Exercise = Range to reproduce from the entries below: the line with "Can you see the wet", the line with "Can you see the distant shoreline?", and every line in between. Give them exactly and give nothing else.

Data excerpts =

-.-.-

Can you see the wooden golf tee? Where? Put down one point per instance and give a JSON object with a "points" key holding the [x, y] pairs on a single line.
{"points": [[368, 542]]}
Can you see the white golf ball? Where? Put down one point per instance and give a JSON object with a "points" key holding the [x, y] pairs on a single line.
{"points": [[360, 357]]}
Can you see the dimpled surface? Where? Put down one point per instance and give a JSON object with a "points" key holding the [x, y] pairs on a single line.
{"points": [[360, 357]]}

-.-.-

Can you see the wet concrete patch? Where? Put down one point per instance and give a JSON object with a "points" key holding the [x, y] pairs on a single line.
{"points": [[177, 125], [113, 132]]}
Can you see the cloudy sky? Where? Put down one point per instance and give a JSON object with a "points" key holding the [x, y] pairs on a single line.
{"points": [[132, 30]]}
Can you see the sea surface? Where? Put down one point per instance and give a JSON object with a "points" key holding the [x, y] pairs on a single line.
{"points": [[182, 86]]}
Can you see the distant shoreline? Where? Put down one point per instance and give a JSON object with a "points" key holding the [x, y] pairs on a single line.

-.-.-

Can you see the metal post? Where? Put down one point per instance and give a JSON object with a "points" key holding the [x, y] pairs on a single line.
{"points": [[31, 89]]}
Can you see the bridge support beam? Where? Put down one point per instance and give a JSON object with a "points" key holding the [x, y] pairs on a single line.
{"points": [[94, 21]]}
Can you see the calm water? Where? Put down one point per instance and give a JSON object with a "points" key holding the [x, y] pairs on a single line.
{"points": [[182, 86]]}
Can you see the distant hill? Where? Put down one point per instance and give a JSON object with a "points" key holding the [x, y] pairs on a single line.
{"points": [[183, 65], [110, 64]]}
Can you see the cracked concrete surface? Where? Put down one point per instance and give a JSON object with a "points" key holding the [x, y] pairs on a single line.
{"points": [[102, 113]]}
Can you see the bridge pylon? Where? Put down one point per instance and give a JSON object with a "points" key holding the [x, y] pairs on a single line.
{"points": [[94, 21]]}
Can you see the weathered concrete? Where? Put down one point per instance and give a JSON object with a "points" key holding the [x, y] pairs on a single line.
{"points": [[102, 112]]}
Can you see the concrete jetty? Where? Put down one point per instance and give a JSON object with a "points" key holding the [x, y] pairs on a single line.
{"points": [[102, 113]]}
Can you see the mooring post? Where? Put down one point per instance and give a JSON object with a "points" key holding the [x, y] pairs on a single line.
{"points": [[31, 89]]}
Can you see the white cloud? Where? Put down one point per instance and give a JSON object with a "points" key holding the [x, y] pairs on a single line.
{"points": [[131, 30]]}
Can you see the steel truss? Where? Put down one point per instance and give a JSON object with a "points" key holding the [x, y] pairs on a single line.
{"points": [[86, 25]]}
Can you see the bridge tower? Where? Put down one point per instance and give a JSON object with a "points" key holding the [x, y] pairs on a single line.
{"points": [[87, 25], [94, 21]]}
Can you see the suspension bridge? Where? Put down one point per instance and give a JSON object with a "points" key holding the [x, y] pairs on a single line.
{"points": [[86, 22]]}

-.-.-

Result =
Can you see the wet concrete patch? Where? Put down one point per instance and give a JSON object with a "points" key holding the [x, y] pairs on a single line.
{"points": [[177, 125], [113, 132]]}
Can you see the cloudy sky? Where? Put down one point per instance and give a JSON object with a "points" key holding the [x, y] pairs on a single line.
{"points": [[132, 30]]}
Can you see the sea surface? Where? Put down one point per instance and give a JSON object with a "points" key holding the [x, y] pairs on a single line.
{"points": [[182, 86]]}
Can you see the distant shoreline? Where? Put down one point per instance and give a JSON object with a "points" key holding the [x, y] pairs on a single line.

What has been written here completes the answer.